Object point labels
►

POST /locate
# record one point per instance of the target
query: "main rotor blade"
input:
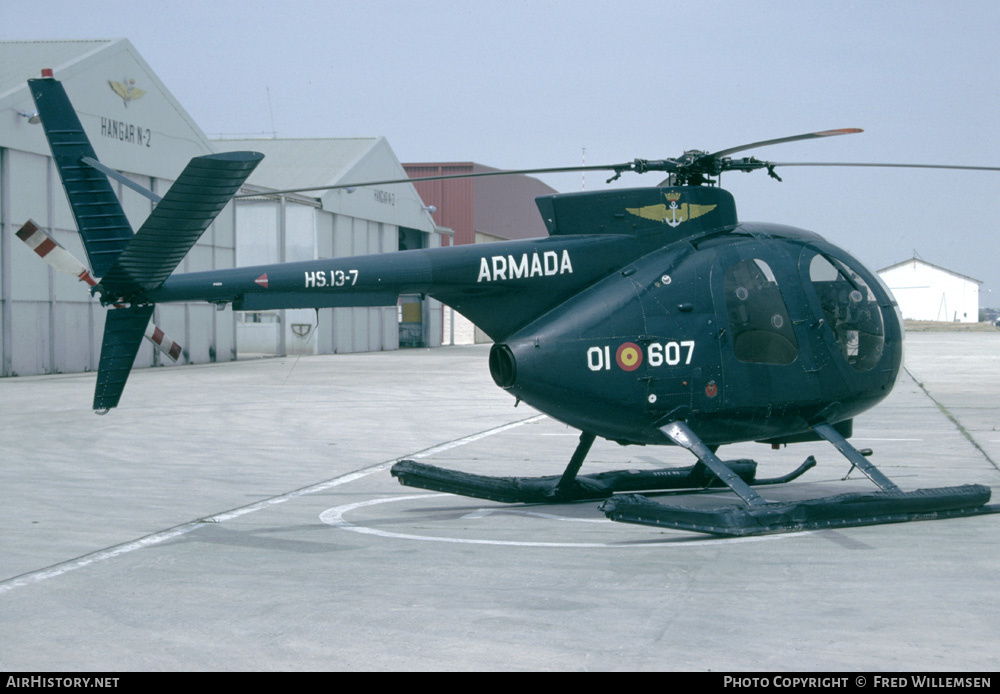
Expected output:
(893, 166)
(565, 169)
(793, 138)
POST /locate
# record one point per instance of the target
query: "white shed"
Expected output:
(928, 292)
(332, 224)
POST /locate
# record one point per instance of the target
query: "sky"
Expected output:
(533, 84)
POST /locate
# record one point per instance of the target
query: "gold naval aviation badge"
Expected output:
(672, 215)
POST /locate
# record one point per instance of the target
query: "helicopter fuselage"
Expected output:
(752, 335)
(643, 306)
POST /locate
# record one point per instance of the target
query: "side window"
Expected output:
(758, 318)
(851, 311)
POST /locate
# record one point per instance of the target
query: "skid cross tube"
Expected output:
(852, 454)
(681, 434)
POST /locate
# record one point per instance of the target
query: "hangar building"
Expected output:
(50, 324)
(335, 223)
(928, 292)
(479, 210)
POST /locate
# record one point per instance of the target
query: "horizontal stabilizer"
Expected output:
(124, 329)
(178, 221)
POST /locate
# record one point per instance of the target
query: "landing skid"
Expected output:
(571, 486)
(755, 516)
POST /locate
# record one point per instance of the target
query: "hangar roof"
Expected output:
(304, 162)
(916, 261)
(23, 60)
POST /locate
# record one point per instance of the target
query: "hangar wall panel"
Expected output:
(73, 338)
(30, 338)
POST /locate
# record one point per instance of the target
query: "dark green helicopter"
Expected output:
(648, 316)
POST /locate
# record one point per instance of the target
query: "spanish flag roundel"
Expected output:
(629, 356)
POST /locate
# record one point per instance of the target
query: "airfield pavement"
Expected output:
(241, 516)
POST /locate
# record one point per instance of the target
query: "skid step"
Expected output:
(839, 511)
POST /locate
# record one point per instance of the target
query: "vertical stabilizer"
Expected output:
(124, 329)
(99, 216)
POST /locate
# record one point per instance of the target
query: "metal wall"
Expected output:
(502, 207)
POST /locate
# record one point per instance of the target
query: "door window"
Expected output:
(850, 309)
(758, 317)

◄
►

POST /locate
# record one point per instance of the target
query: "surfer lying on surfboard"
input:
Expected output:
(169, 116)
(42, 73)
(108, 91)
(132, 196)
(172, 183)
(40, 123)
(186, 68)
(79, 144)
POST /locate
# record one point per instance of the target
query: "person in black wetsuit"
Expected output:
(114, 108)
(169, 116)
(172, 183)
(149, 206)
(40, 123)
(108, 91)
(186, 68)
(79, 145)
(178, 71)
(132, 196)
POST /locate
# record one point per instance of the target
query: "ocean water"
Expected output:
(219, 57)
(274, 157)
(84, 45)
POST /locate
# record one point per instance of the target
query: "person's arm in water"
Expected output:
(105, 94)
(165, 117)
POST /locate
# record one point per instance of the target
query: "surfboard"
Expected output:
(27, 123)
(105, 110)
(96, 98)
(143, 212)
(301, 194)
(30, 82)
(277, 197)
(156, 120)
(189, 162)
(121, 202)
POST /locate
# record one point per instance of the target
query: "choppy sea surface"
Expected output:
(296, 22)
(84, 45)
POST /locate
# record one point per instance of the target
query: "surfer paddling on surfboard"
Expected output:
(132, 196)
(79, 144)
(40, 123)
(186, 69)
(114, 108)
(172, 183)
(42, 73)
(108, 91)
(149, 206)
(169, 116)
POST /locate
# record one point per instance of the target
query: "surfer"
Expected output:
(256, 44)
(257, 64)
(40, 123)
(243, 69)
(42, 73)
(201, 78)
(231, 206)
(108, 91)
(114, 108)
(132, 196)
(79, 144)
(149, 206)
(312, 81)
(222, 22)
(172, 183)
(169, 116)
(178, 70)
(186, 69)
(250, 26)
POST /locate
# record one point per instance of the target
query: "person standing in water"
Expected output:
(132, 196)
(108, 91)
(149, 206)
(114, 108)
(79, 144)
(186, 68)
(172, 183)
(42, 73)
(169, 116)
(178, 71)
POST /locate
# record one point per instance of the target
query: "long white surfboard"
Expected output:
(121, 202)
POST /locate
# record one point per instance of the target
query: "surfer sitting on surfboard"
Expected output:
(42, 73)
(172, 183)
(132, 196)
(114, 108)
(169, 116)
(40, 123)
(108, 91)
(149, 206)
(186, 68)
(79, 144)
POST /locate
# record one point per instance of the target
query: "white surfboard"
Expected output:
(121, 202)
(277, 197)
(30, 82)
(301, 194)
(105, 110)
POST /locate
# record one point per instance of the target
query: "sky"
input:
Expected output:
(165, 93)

◄
►

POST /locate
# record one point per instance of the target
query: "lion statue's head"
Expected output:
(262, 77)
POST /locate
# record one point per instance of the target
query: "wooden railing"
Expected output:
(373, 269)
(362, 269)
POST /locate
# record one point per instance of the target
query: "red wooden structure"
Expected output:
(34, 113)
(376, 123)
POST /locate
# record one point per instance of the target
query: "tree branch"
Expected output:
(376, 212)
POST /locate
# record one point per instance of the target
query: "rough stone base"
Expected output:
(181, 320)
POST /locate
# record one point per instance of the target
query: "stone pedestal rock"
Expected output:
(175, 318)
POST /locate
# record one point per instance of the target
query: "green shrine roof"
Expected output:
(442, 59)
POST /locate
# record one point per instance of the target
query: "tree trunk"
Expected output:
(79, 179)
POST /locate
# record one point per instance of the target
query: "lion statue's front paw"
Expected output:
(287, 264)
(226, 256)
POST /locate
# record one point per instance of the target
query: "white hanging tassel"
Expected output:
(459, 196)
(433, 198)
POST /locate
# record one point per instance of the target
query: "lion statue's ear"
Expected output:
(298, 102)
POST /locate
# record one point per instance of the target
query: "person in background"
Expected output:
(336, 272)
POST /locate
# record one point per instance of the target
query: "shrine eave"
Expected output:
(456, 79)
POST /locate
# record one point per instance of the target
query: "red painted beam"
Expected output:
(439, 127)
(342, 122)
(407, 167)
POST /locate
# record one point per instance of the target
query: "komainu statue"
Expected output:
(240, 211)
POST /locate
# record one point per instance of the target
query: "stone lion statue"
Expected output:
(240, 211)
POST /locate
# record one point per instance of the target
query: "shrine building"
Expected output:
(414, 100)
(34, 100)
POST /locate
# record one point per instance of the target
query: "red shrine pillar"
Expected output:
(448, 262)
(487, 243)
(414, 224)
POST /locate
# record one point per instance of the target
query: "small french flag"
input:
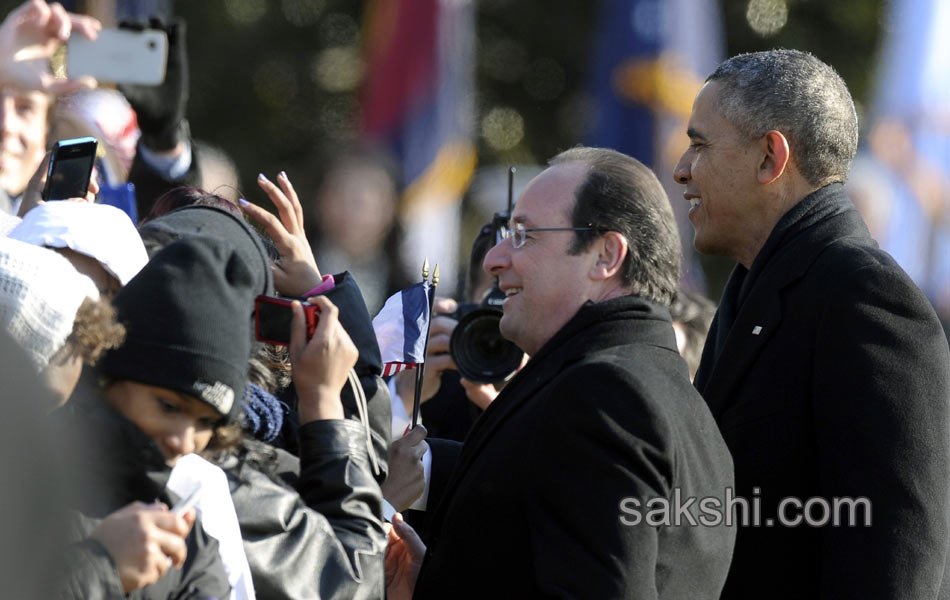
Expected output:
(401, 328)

◄

◆ INSTRUCTIONS TO FOLLOW:
Collect every line in the material above that contains the string "wall", matching case exactly.

◆ CORRECT OUTPUT:
query: "hangar wall panel"
query: "metal wall"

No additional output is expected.